-- YOUR ASSIGNMENT --
From the line with "[mark] the car hood" to the final line of the records, every line is to be duplicated exactly, both of those lines included.

-- Data records --
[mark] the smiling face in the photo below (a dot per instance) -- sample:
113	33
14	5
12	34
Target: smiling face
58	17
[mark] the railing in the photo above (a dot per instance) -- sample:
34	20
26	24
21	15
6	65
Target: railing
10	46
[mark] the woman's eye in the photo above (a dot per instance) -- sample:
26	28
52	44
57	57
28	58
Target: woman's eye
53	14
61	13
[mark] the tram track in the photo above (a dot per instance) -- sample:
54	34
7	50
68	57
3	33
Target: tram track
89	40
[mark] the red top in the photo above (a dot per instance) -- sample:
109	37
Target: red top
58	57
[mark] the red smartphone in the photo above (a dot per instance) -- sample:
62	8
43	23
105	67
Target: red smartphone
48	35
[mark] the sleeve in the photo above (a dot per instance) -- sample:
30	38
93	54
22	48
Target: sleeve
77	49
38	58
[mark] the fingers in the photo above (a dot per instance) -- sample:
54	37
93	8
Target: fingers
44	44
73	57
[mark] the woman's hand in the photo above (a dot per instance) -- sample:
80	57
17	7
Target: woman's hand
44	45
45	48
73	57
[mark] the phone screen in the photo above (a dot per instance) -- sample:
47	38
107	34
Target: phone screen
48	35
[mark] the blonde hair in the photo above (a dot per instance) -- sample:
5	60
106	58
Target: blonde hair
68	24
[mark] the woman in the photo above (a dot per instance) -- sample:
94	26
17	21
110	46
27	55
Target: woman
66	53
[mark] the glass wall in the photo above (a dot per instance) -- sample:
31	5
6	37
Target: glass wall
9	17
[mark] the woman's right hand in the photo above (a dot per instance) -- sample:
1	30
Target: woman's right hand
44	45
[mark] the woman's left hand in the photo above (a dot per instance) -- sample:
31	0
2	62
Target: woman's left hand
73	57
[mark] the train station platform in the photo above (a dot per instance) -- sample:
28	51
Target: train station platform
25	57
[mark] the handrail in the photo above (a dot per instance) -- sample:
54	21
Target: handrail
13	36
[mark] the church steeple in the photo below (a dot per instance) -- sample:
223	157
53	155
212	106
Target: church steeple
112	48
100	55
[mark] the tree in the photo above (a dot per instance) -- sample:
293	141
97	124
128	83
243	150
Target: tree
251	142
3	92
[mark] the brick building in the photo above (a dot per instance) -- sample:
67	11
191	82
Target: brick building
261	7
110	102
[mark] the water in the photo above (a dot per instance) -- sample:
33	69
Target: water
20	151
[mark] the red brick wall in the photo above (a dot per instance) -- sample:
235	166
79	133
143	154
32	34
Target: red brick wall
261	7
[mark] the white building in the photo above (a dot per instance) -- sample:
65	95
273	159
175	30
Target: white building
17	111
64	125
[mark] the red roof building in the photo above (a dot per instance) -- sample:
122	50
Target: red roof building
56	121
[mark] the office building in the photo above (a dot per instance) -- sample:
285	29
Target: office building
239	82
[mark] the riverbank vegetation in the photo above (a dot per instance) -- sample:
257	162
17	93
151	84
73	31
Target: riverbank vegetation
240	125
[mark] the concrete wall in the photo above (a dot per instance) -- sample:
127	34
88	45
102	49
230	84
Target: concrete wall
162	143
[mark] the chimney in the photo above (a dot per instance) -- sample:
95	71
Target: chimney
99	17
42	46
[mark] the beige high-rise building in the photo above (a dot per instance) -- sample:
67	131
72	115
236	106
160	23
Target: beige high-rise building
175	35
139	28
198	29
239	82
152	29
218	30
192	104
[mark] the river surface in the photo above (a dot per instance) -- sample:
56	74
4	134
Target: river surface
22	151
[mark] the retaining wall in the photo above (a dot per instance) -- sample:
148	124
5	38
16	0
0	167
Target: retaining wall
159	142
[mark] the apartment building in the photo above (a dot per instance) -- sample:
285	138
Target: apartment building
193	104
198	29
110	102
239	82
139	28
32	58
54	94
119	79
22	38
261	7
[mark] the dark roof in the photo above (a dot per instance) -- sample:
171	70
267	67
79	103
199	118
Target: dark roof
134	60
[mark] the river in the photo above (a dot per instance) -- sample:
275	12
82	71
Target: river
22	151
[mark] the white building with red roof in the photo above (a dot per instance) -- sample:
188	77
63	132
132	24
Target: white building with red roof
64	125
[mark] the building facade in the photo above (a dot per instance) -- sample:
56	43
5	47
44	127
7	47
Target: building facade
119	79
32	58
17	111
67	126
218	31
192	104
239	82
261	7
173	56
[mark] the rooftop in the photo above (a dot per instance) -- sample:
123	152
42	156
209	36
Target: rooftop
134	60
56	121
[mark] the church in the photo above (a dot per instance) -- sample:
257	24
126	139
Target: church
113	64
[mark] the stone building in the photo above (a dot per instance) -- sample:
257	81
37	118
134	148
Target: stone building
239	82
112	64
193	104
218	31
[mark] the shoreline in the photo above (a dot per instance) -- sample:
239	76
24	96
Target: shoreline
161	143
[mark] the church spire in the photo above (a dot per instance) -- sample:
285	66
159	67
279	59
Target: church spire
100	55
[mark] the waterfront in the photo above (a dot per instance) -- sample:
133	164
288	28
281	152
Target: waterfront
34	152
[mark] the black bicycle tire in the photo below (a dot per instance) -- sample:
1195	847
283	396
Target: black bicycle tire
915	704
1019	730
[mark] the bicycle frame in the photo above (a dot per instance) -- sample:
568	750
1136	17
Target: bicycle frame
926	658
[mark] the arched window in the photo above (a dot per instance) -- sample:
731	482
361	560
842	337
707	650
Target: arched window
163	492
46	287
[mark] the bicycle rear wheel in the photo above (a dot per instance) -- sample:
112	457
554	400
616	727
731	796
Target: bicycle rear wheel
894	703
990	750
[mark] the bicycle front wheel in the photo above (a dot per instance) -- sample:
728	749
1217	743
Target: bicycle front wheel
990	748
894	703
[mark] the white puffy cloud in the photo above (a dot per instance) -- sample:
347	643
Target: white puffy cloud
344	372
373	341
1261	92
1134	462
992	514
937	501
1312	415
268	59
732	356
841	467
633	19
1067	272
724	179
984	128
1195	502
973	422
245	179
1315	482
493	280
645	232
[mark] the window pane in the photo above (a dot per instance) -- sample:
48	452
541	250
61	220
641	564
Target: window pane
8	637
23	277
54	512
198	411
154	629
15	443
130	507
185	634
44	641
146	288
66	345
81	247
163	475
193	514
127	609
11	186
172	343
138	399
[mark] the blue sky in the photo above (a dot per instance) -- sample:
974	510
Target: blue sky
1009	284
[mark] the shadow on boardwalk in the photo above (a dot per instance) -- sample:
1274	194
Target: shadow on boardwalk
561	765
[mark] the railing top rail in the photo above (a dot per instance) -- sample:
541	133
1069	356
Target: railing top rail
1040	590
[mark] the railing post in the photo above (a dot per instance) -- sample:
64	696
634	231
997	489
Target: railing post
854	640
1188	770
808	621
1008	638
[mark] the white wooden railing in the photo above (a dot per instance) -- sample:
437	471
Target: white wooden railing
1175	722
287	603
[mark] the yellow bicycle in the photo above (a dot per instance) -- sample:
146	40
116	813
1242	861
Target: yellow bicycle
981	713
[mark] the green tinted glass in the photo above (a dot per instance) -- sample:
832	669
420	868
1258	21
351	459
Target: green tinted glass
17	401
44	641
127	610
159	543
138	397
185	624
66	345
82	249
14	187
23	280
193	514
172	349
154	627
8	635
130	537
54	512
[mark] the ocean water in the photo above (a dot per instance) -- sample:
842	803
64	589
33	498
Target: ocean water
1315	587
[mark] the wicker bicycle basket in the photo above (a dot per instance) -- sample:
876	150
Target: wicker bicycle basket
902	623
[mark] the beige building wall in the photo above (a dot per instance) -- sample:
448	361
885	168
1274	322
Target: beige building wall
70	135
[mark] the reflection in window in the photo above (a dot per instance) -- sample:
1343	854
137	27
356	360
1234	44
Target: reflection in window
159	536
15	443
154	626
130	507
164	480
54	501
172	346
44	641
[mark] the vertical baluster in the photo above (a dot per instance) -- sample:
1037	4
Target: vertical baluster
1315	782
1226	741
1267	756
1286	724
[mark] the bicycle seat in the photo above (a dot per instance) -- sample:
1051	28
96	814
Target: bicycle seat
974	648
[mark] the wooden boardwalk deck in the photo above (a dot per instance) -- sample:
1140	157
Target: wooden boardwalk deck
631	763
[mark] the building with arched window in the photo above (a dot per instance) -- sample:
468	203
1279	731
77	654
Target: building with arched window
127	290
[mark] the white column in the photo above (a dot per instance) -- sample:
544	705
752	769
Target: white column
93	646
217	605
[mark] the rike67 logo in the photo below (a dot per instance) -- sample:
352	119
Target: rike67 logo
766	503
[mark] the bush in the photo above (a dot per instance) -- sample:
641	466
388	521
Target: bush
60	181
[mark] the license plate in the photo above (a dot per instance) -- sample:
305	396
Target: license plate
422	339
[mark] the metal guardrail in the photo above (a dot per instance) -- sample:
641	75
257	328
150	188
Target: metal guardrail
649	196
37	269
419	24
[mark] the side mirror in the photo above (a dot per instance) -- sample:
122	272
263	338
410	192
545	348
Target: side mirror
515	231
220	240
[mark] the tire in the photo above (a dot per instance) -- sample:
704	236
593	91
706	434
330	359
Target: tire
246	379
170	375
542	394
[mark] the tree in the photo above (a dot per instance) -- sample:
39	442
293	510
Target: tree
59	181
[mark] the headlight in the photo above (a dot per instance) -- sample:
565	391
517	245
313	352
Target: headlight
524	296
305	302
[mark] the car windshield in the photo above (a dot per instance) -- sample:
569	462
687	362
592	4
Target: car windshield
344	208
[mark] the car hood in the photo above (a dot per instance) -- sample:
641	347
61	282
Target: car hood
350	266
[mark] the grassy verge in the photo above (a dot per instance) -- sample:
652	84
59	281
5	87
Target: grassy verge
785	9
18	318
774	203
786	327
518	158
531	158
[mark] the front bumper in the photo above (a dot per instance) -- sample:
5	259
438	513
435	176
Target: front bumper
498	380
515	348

-- REPLY TO THE TASK --
[mark] the car hood in the photo above (a dot per instance) -- sample:
641	347
61	282
Target: car hood
350	266
[mark] the grassy verge in the photo above (a dot per instance) -- sample:
652	84
59	281
5	87
Target: grassy verge
785	9
18	318
774	203
786	327
518	158
531	158
[mark] the front bumper in the photo above (a dot per instance) -- sample:
5	259
438	513
435	176
Target: front bumper
498	380
515	348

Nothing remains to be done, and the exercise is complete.